● **Task description**: The full set of entries below, restated word for word and stripped of images, is the expected result.

=======

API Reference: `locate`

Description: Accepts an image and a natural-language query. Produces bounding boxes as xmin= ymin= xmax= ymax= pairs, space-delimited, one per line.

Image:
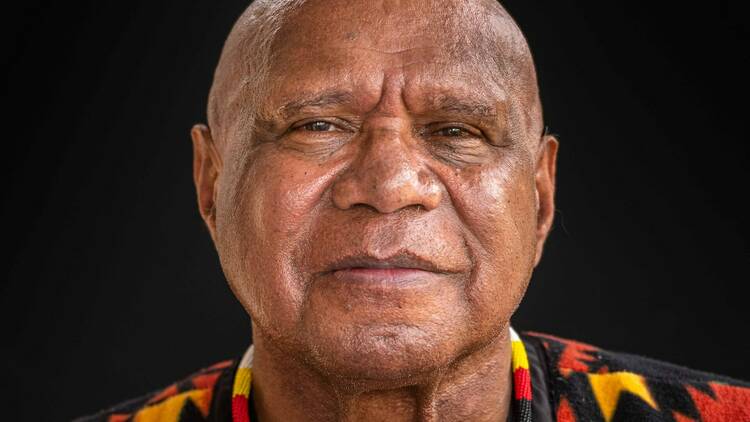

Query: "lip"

xmin=322 ymin=251 xmax=455 ymax=285
xmin=332 ymin=267 xmax=436 ymax=284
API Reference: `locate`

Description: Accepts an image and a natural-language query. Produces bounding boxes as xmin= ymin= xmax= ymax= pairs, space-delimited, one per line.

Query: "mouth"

xmin=322 ymin=251 xmax=456 ymax=285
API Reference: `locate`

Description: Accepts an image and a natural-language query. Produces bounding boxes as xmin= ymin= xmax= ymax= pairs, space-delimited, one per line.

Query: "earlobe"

xmin=533 ymin=134 xmax=559 ymax=267
xmin=191 ymin=124 xmax=222 ymax=243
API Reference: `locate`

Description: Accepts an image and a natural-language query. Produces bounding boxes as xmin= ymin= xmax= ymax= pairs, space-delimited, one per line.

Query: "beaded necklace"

xmin=232 ymin=327 xmax=532 ymax=422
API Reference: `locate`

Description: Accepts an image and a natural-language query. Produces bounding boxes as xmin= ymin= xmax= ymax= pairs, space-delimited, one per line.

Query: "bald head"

xmin=192 ymin=1 xmax=558 ymax=414
xmin=207 ymin=0 xmax=543 ymax=149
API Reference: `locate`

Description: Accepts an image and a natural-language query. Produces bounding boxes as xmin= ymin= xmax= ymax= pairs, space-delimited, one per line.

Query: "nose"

=======

● **Written response**:
API Reference: `locate`

Description: Accepts an image and a natural-language query. Produces bounding boxes as xmin= ymin= xmax= ymax= pairs, space-delimited, one per line.

Image:

Query: "lip"

xmin=322 ymin=251 xmax=455 ymax=285
xmin=332 ymin=267 xmax=436 ymax=284
API Reference: `locate`

Description: Accepts an image and a natural-language query. Produces bounding boxes as xmin= ymin= xmax= ymax= pairs, space-delimited, one per line.

Query: "mouth"

xmin=322 ymin=251 xmax=456 ymax=285
API Reference: `locate`

Description: Accepts an image and a natural-language query. Produces bounding boxes as xmin= ymin= xmax= ymax= pairs, space-delimited, one per line.

Query: "earlobe"

xmin=533 ymin=134 xmax=559 ymax=267
xmin=191 ymin=124 xmax=222 ymax=243
API Reference: `locate`

Description: Accepts an image and a natural-language query. Produces bounding boxes as xmin= ymin= xmax= ymax= pairs, space-delimited, one per line.

Query: "beaded necklace"

xmin=232 ymin=327 xmax=532 ymax=422
API Reference: `locate`

Description: Accepts an image and a natural-language query. Produces bounding boxes as xmin= ymin= xmax= ymax= pairs, space-delimited, one per line.

Query: "bald head"

xmin=192 ymin=1 xmax=558 ymax=414
xmin=207 ymin=0 xmax=543 ymax=149
API Reference: `locate`

Description: Accepts an image and a natural-language query. Produces bounding boxes as xmin= ymin= xmax= ymax= pairs, space-delimited, one per line.

Query: "nose"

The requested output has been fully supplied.